**GIVEN PASSAGE**
+--
Poster viewing and lunch

28P - Rational thresholding of circulating tumor DNA copy number for early detection of disease progression in advanced metastatic breast cancer (ID 248)

Lecture Time
12:15 - 12:15
Session Name
Poster viewing and lunch
Room
Exhibition area
Date
Fri, 12.05.2023
Time
12:15 - 13:00
Speakers
  • Geert A. Martens (Roeselare, Belgium)
Authors
  • Geert A. Martens (Roeselare, Belgium)
  • Jan Demol (Roeselare, Belgium)
  • Franceska Dedeurwaerdere (Roeselare, Belgium)
  • Kristof De Smet (Roeselare, Belgium)
  • Peter De Jaeger (Roeselare, Belgium)
  • Dieter De Smet (Roeselare, Belgium)

Abstract

Background

Circulating tumor DNA (ctDNA) is promising as tumor-specific marker for progression surveillance in metastatic cancer. Our aim was to investigate the diagnostic power of ctDNA level for disease progression in metastatic breast cancer and to propose rationally selected ctDNA level thresholds with clinical validity.

Methods

This prospective single-center observational study conducted from July 1, 2019 to December 1, 2021, recruited 136 subjects with metastatic breast cancer for sequencing of their primary tumor in search of PIKC3A variants amenable for monitoring by droplet digital PCR. This interim analysis reports on 265 on-treatment samples from 19 subjects with PIK3CA variants H1047R or E545K. Subjects were sampled every 3-5 weeks with median follow-up of 85 (13-125) weeks and median of 14 (2-29) ctDNA time points per subject. The primary outcome was progression free survival. ROC analysis and logistic regression was performed to investigate the diagnostic power of quantitative ctDNA analysis and CA15-3 to predict progression within 12 weeks from each sampling time point. Likelihood ratios were used for rational selection of ctDNA result intervals.
+--
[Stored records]
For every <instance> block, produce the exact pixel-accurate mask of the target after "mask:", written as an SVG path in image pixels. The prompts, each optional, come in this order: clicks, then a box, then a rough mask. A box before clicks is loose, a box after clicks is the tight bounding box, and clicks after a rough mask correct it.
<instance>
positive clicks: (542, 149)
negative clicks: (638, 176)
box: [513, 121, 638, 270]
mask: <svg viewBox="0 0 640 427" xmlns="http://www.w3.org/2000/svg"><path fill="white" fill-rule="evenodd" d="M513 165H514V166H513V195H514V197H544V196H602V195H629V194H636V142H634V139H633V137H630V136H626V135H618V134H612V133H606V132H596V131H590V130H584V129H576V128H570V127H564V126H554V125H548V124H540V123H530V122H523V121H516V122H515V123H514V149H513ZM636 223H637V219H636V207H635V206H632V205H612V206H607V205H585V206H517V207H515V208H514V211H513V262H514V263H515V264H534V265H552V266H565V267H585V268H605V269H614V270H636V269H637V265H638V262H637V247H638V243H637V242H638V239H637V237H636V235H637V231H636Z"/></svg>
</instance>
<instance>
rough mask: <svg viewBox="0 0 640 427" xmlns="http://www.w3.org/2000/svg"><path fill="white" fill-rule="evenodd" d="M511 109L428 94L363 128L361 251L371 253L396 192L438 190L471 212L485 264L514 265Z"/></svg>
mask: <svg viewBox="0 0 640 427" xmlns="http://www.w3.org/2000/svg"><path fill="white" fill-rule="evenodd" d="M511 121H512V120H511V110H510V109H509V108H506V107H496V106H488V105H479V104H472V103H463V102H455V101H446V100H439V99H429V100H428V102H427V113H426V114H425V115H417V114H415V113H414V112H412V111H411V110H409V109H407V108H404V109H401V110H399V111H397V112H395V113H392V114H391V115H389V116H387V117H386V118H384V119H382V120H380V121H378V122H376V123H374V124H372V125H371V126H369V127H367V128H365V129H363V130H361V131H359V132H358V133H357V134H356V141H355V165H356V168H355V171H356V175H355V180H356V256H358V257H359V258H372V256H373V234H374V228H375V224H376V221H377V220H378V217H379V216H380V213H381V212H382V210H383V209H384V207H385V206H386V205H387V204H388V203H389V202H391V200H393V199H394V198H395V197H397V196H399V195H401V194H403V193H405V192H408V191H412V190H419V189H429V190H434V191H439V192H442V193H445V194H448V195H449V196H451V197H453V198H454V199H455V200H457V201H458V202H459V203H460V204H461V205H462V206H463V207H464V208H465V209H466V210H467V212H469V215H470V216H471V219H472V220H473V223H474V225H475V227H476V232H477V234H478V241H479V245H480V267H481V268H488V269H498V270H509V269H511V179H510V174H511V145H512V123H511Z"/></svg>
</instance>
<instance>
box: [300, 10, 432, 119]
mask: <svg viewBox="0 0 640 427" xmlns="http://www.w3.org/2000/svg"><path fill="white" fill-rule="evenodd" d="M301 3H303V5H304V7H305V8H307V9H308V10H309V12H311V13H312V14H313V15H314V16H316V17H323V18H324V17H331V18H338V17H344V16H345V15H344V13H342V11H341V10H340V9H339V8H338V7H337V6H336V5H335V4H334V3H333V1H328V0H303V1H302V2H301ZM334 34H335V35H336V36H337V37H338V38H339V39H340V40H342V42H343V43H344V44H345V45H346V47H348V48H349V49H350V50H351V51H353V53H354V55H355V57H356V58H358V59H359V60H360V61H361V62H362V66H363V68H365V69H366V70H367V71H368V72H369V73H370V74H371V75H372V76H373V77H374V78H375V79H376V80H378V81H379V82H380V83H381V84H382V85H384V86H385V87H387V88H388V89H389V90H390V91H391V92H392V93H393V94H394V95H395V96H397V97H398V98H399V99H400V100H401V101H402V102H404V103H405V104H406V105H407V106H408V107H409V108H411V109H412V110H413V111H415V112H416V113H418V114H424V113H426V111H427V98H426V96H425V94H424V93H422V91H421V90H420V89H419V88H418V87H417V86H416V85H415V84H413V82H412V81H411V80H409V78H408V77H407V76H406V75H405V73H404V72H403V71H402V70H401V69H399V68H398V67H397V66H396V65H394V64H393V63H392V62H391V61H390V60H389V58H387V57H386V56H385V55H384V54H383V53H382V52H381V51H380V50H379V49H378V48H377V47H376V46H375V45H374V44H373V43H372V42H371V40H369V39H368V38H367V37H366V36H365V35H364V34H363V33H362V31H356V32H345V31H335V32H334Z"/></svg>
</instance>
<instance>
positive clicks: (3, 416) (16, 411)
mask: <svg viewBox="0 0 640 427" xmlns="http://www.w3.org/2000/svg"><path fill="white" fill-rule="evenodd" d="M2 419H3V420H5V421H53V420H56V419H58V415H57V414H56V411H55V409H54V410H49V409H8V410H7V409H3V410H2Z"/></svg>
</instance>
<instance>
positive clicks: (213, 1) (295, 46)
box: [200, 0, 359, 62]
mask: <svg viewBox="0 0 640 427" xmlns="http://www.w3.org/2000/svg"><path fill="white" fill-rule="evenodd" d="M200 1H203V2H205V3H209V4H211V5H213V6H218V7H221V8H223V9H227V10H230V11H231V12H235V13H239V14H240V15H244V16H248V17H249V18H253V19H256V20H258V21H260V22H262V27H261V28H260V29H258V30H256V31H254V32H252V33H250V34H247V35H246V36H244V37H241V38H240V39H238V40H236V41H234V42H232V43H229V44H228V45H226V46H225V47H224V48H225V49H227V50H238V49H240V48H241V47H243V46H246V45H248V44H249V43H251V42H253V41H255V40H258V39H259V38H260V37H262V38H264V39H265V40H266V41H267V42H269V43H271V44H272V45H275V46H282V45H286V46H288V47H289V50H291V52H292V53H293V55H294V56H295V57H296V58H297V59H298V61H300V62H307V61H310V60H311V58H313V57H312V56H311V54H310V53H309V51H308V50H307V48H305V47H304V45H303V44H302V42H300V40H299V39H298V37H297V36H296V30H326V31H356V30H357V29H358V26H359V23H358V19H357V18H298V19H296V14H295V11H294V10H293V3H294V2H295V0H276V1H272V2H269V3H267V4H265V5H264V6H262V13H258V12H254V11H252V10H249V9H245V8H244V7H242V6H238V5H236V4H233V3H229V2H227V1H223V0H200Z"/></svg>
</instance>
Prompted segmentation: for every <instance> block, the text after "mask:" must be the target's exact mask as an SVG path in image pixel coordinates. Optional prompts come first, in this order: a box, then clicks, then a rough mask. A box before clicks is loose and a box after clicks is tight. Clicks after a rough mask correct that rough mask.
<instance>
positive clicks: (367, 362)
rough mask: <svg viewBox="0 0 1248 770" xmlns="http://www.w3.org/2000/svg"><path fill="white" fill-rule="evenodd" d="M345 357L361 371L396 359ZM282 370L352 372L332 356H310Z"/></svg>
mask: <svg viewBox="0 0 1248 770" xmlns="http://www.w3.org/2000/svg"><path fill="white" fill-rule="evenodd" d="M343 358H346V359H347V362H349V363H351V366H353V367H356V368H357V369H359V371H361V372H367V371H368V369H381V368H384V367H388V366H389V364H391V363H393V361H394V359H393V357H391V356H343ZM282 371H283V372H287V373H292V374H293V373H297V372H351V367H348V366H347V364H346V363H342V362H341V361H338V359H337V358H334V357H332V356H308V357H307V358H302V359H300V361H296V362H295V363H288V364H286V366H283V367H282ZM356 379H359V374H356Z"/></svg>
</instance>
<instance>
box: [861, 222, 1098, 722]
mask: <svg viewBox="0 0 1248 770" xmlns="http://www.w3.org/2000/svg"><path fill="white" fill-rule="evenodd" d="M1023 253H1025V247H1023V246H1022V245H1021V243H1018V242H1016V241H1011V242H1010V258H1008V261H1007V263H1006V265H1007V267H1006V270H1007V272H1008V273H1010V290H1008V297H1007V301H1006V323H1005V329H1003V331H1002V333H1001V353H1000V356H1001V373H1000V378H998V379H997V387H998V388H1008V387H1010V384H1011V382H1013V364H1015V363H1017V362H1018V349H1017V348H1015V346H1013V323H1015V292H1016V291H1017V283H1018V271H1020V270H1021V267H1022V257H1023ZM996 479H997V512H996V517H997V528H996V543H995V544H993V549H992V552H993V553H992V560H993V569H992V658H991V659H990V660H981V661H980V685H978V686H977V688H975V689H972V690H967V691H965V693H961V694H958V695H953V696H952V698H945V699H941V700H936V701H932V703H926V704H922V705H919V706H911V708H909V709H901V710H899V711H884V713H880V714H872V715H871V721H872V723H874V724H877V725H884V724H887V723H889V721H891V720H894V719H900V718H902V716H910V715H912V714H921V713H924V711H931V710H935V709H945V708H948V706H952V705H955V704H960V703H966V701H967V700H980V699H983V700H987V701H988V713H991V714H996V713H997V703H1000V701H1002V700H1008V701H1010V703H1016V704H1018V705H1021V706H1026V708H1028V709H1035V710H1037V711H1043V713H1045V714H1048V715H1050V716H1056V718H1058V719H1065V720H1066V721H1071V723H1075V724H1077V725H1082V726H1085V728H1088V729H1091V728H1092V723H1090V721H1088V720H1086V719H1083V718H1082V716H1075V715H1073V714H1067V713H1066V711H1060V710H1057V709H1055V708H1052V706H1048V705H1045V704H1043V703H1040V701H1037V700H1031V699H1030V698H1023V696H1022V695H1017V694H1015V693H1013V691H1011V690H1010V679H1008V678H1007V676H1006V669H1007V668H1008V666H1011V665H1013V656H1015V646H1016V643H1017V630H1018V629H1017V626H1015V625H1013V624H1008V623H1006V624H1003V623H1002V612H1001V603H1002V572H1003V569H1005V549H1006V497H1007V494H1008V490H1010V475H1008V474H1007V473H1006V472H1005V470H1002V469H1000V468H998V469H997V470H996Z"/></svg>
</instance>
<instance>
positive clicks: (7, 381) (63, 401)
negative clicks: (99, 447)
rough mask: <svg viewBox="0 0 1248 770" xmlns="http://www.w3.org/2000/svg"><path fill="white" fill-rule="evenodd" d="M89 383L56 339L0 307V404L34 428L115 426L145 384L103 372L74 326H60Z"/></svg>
+--
**EXERCISE INSTRUCTIONS**
1. Using the poster abstract, state whether each statement agrees with it, answering yes or no and quoting the deciding words: (a) The study recruited 136 subjects with metastatic breast cancer. (b) Subjects were sampled every 2-3 weeks. (c) The primary outcome was overall survival.
2. Reproduce the part of the poster abstract that opens with the words containing "This prospective single-center" and closes with "ctDNA result intervals.".

**WRITTEN RESPONSES**
1.
(a) Yes: "recruited 136 subjects with metastatic breast cancer"
(b) No: "Subjects were sampled every 3-5 weeks"
(c) No: "The primary outcome was progression free survival."

2.
This prospective single-center observational study conducted from July 1, 2019 to December 1, 2021, recruited 136 subjects with metastatic breast cancer for sequencing of their primary tumor in search of PIKC3A variants amenable for monitoring by droplet digital PCR. This interim analysis reports on 265 on-treatment samples from 19 subjects with PIK3CA variants H1047R or E545K. Subjects were sampled every 3-5 weeks with median follow-up of 85 (13-125) weeks and median of 14 (2-29) ctDNA time points per subject. The primary outcome was progression free survival. ROC analysis and logistic regression was performed to investigate the diagnostic power of quantitative ctDNA analysis and CA15-3 to predict progression within 12 weeks from each sampling time point. Likelihood ratios were used for rational selection of ctDNA result intervals.